Within the records below, find each line that holds the string "awning", then copy it.

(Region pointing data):
----------------

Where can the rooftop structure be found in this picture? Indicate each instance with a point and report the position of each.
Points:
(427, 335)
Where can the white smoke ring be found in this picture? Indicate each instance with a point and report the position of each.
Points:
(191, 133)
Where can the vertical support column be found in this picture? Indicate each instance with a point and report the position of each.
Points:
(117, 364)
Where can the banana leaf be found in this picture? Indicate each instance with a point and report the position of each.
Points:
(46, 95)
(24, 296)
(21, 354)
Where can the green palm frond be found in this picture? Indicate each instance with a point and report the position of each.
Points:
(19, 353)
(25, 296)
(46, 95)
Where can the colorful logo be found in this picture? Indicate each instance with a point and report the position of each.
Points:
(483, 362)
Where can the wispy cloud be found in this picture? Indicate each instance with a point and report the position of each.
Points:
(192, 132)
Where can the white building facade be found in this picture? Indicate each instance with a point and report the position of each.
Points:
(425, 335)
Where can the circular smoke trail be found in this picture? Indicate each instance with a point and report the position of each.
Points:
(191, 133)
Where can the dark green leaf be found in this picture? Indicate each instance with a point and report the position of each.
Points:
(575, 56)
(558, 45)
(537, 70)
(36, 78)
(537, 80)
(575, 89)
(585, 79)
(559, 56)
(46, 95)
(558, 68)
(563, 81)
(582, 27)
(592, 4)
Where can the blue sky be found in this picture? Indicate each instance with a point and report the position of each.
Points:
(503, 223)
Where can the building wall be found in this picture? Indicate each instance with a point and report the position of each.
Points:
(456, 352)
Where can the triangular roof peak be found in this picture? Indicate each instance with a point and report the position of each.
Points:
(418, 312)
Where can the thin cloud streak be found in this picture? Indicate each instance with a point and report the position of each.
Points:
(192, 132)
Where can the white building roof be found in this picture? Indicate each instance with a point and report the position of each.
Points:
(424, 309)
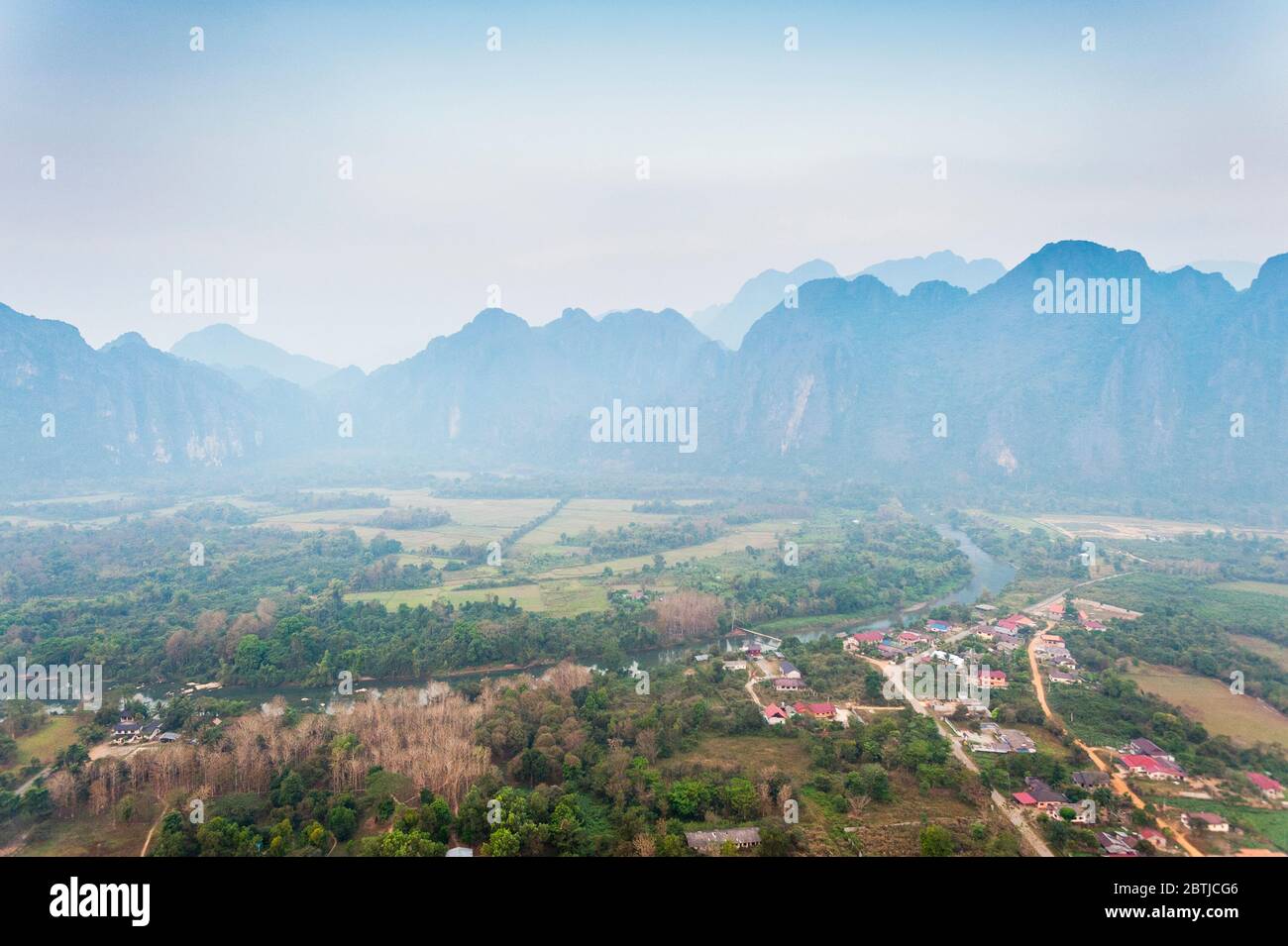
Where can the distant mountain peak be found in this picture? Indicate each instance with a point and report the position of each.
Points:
(245, 358)
(943, 265)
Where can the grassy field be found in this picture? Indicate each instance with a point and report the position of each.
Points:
(44, 743)
(759, 536)
(1260, 587)
(1211, 703)
(473, 520)
(1018, 523)
(1137, 528)
(93, 835)
(752, 756)
(557, 598)
(580, 515)
(1260, 645)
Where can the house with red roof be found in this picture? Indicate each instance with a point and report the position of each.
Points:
(854, 641)
(1151, 768)
(993, 679)
(1157, 838)
(819, 710)
(1206, 820)
(1266, 786)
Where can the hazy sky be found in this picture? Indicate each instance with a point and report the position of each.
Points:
(518, 167)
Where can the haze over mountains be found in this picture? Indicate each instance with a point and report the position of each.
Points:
(850, 382)
(249, 360)
(729, 322)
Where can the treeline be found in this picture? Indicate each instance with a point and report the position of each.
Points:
(881, 566)
(627, 541)
(411, 517)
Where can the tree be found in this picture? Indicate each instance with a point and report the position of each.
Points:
(936, 842)
(343, 821)
(502, 843)
(38, 802)
(8, 749)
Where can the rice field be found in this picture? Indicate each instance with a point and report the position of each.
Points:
(555, 598)
(1244, 718)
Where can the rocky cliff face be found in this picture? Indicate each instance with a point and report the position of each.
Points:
(935, 386)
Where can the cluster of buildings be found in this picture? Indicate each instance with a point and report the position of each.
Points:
(129, 730)
(776, 714)
(1050, 650)
(893, 645)
(993, 739)
(1145, 758)
(1270, 789)
(1041, 796)
(711, 842)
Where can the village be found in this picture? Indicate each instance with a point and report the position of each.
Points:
(941, 670)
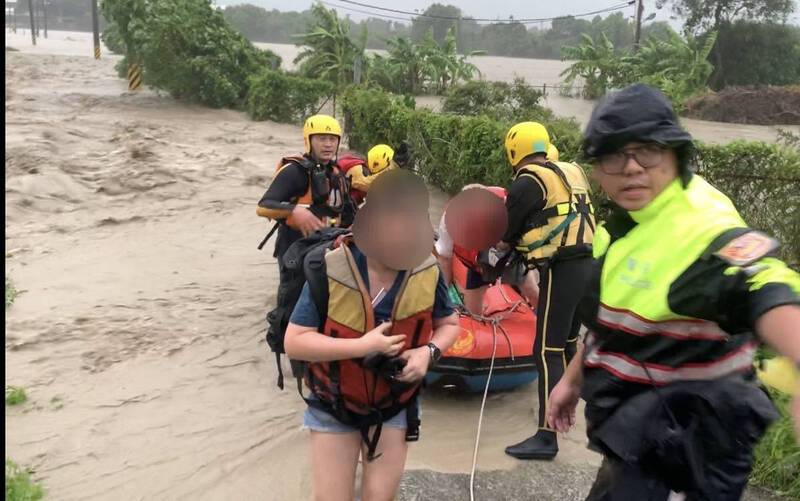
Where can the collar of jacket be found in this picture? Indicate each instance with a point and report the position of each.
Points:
(671, 194)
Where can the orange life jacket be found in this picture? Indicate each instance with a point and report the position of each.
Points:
(346, 383)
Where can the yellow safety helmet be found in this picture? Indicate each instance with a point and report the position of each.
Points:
(779, 373)
(552, 153)
(526, 138)
(320, 124)
(379, 158)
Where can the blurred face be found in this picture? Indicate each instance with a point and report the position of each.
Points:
(399, 239)
(636, 174)
(324, 146)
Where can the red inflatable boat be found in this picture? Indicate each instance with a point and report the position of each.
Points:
(465, 366)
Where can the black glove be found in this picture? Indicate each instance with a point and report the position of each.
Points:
(402, 155)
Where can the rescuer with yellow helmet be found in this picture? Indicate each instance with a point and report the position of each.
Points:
(361, 173)
(550, 225)
(307, 193)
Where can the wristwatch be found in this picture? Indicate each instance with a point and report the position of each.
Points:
(436, 354)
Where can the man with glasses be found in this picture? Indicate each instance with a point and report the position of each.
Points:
(551, 225)
(680, 287)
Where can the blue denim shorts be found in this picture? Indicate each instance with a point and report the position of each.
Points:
(318, 420)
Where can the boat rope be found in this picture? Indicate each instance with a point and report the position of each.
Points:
(495, 322)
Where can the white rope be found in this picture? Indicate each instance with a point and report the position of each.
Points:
(495, 322)
(480, 416)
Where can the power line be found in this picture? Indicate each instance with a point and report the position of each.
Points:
(451, 18)
(373, 14)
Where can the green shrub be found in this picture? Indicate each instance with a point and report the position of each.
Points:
(449, 150)
(11, 293)
(15, 395)
(763, 181)
(19, 486)
(187, 49)
(777, 456)
(280, 97)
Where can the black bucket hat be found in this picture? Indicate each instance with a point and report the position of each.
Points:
(636, 113)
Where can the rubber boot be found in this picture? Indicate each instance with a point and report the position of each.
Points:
(543, 445)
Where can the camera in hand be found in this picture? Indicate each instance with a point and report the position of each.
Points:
(388, 368)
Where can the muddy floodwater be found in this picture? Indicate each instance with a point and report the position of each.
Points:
(138, 334)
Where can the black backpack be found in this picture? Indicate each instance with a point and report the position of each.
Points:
(304, 261)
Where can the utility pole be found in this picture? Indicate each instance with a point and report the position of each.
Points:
(96, 29)
(33, 24)
(637, 34)
(44, 11)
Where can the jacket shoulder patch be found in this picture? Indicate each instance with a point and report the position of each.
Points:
(747, 248)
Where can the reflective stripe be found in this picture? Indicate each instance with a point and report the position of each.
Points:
(629, 322)
(626, 368)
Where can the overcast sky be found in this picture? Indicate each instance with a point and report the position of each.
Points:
(478, 8)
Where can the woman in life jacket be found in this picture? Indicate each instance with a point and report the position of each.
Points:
(385, 319)
(469, 216)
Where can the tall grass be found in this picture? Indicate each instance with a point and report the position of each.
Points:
(11, 293)
(15, 395)
(19, 486)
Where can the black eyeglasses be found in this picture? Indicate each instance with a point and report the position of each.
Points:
(648, 156)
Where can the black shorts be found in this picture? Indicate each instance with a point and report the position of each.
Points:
(475, 280)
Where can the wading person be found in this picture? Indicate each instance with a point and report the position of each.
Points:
(380, 317)
(681, 287)
(307, 193)
(362, 173)
(551, 224)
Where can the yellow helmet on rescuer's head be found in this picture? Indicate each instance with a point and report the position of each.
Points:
(379, 158)
(320, 124)
(524, 139)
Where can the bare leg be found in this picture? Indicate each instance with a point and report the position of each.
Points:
(473, 300)
(382, 476)
(334, 458)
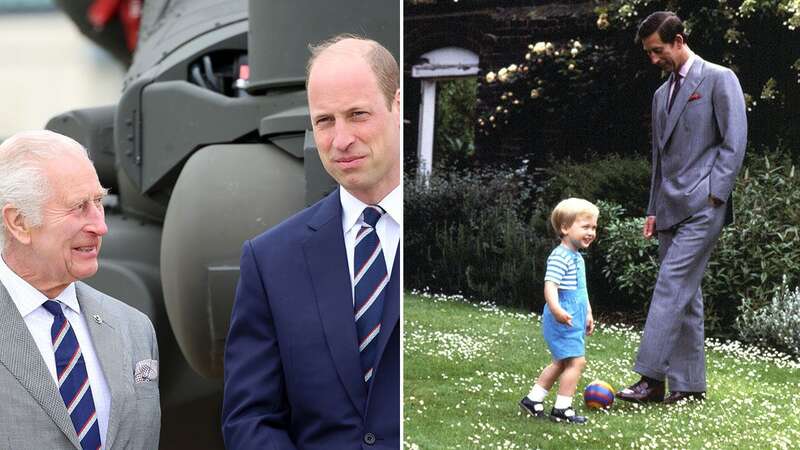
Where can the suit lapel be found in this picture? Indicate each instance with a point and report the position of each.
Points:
(693, 80)
(110, 351)
(326, 258)
(19, 354)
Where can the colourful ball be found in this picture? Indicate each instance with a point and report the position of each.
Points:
(599, 395)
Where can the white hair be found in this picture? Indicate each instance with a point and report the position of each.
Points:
(23, 182)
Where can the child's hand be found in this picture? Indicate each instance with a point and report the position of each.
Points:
(563, 316)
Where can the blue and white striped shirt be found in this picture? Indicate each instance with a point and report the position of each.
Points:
(561, 268)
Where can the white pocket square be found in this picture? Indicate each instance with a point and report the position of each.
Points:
(146, 371)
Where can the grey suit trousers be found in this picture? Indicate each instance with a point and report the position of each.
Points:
(673, 337)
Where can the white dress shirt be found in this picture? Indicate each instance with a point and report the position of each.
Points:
(29, 301)
(388, 226)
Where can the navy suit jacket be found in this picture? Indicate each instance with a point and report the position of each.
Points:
(292, 369)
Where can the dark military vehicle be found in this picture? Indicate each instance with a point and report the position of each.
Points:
(210, 144)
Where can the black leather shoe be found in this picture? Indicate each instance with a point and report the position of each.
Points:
(646, 390)
(535, 409)
(677, 396)
(566, 415)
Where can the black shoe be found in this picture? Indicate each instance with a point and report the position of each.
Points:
(646, 390)
(678, 396)
(535, 409)
(567, 415)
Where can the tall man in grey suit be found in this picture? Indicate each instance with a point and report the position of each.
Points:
(78, 369)
(699, 138)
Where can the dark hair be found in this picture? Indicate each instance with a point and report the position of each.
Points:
(666, 23)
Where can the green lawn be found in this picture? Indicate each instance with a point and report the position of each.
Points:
(467, 365)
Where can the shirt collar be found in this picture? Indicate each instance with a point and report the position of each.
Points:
(352, 208)
(27, 298)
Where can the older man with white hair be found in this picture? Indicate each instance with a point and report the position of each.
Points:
(78, 369)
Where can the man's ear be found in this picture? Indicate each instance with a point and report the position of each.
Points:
(16, 224)
(396, 106)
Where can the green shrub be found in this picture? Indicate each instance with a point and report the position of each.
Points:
(776, 324)
(471, 233)
(624, 181)
(749, 260)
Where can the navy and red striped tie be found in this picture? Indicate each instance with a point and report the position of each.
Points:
(73, 380)
(369, 278)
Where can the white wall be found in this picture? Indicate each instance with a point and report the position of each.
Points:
(47, 67)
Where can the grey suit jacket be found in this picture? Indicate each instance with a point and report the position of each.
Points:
(699, 146)
(32, 412)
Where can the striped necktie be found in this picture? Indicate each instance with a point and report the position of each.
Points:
(73, 380)
(369, 278)
(675, 88)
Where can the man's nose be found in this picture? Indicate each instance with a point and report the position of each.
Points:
(343, 136)
(97, 221)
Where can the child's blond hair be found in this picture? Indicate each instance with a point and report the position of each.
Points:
(565, 213)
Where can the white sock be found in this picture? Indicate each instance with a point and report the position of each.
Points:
(563, 402)
(537, 394)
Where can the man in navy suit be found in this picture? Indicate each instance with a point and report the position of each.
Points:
(313, 353)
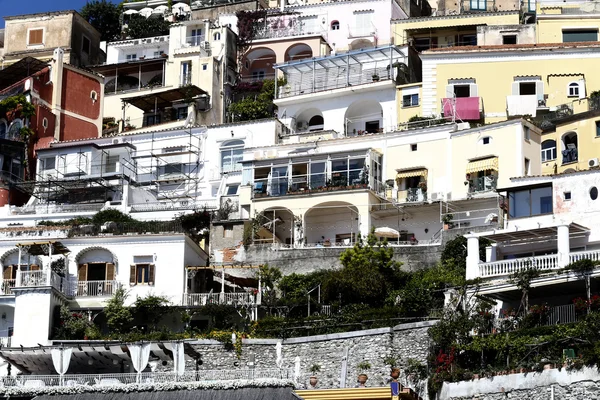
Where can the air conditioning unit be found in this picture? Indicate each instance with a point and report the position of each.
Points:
(301, 125)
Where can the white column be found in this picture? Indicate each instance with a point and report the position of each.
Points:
(472, 256)
(562, 239)
(491, 253)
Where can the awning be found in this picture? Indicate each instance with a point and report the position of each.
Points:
(482, 165)
(159, 100)
(411, 172)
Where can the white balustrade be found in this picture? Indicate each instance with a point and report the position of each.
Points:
(593, 255)
(507, 267)
(96, 288)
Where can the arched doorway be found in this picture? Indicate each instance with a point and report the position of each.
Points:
(332, 223)
(299, 51)
(258, 65)
(362, 117)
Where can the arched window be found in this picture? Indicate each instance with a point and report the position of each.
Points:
(14, 130)
(316, 123)
(548, 150)
(231, 155)
(573, 89)
(569, 151)
(3, 128)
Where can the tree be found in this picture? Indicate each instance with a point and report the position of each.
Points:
(105, 17)
(369, 273)
(139, 27)
(118, 316)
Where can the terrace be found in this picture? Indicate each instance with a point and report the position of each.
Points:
(355, 68)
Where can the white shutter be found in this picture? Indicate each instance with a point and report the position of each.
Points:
(450, 91)
(515, 89)
(539, 90)
(582, 89)
(473, 90)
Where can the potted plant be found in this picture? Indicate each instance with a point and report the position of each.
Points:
(362, 377)
(447, 221)
(313, 378)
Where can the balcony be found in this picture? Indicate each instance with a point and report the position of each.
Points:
(483, 184)
(235, 299)
(107, 380)
(462, 108)
(360, 67)
(96, 288)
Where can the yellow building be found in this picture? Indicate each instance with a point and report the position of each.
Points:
(571, 142)
(509, 80)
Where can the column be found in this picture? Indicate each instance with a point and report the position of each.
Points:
(562, 240)
(472, 256)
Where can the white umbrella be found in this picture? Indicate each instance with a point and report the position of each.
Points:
(182, 7)
(160, 10)
(384, 231)
(146, 12)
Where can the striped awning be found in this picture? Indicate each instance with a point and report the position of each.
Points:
(409, 173)
(483, 165)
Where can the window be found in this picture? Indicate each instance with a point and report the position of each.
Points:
(86, 45)
(526, 88)
(35, 37)
(548, 150)
(141, 274)
(462, 90)
(372, 126)
(181, 113)
(580, 35)
(530, 202)
(231, 190)
(573, 89)
(567, 195)
(478, 5)
(410, 100)
(231, 155)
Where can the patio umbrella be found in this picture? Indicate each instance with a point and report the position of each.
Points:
(146, 12)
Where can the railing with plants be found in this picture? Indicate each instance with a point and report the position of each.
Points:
(37, 381)
(507, 267)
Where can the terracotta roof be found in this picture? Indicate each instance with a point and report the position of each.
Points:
(508, 47)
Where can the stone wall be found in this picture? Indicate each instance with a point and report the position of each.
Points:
(546, 385)
(373, 346)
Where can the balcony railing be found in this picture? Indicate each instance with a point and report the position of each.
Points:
(41, 278)
(507, 267)
(6, 287)
(96, 288)
(202, 299)
(37, 381)
(483, 184)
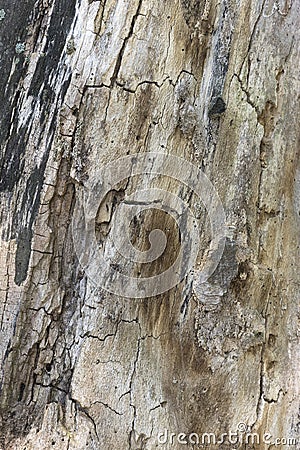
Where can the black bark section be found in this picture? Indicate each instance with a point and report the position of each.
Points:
(13, 138)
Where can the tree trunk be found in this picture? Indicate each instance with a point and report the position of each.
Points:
(92, 359)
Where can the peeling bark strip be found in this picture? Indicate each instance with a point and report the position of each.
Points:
(85, 83)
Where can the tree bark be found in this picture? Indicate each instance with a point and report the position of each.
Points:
(85, 83)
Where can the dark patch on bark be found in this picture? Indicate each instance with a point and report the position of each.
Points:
(217, 107)
(18, 17)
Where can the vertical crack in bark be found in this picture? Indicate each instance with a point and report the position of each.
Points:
(121, 53)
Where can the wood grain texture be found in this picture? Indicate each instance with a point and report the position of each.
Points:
(84, 83)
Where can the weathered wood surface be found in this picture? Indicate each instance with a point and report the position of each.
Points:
(84, 83)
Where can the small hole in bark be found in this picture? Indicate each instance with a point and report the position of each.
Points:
(21, 391)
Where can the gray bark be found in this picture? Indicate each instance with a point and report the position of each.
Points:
(84, 83)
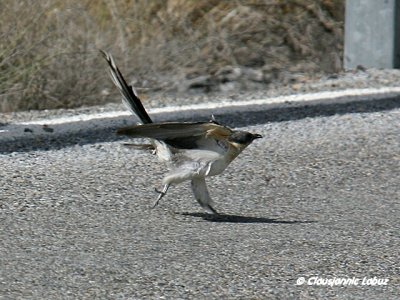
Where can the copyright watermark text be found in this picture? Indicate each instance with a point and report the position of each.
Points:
(342, 281)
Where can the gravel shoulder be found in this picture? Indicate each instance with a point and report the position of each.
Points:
(318, 196)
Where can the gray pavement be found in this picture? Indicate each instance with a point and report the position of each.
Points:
(318, 196)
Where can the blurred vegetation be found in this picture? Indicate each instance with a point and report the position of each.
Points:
(49, 49)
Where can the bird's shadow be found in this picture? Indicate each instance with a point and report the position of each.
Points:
(227, 218)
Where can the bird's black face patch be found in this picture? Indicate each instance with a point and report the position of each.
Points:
(243, 137)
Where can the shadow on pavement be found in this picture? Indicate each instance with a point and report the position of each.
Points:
(226, 218)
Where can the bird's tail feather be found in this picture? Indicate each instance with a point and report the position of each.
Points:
(129, 96)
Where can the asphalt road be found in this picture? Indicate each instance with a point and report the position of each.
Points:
(318, 196)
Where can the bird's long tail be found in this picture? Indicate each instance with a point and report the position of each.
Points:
(129, 96)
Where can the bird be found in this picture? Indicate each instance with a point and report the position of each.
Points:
(191, 151)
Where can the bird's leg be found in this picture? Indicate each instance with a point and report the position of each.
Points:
(161, 194)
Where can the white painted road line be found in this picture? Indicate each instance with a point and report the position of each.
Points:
(299, 98)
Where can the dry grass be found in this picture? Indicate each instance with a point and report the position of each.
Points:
(49, 49)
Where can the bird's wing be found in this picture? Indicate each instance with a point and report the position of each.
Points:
(180, 135)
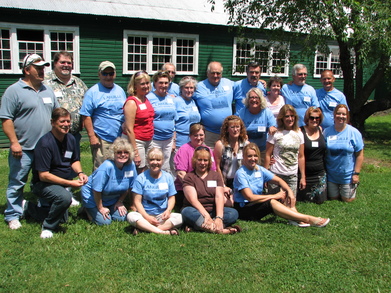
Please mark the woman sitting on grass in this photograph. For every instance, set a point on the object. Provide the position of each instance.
(154, 199)
(204, 198)
(253, 205)
(108, 186)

----------------

(EXPECTED ANSWER):
Where can the awning be found in this picture? Indicate each instance with a point and report the position of each.
Where can the striped awning be found in this picture? Indicate each instance with a point and report the position of each.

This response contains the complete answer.